__Your instructions__: Read the lines below, and copy any that contain the string "format".
-------- Data supplied --------
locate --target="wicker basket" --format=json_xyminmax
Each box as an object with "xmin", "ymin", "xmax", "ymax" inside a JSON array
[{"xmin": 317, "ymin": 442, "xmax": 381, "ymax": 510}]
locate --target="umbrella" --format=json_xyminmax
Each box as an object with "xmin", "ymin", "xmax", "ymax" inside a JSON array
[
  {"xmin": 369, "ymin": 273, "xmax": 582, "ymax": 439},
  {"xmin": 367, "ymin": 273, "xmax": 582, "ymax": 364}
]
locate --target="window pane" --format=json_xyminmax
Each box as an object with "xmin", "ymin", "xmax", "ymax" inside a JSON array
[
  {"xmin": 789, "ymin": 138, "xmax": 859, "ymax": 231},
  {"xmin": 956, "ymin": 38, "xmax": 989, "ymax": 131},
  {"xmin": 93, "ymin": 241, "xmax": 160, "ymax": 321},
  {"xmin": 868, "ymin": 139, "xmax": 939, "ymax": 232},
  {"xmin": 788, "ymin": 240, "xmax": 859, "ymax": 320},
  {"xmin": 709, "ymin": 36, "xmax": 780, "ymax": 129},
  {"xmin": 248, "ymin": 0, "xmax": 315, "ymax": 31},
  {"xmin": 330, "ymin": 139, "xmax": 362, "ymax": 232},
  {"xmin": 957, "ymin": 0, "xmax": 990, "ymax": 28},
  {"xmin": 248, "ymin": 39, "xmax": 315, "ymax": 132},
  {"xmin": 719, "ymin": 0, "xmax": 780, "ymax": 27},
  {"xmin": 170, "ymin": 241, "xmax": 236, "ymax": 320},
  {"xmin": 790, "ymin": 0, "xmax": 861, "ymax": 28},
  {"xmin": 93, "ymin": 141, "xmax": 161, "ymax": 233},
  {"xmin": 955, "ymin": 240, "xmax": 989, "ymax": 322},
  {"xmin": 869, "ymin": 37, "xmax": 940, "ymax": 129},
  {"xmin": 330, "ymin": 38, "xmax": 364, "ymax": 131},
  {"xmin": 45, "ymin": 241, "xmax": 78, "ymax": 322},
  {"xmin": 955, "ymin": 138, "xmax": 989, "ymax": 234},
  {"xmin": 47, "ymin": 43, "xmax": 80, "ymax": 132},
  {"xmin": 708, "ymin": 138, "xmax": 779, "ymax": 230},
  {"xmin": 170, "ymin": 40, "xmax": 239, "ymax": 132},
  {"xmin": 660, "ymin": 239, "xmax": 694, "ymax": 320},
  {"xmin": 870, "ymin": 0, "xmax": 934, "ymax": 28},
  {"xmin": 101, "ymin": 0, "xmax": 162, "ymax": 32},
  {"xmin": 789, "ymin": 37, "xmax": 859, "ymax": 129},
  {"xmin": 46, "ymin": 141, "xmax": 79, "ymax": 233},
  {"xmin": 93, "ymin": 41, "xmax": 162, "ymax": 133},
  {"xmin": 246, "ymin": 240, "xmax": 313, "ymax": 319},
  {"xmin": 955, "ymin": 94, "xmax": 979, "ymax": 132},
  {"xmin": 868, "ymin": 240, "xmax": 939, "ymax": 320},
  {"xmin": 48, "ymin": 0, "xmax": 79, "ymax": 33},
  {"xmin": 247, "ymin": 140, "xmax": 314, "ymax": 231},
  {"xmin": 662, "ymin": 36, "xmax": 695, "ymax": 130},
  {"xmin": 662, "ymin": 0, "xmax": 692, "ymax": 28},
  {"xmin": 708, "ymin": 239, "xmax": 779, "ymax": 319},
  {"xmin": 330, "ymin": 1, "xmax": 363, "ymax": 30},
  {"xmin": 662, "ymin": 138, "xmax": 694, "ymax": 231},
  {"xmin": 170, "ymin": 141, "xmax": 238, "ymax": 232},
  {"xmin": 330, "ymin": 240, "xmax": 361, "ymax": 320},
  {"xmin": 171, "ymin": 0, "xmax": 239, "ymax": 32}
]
--------
__Task solution__:
locate --target="wicker basket" --format=json_xyminmax
locate --target="umbrella" --format=json_xyminmax
locate --target="window pane" --format=json_xyminmax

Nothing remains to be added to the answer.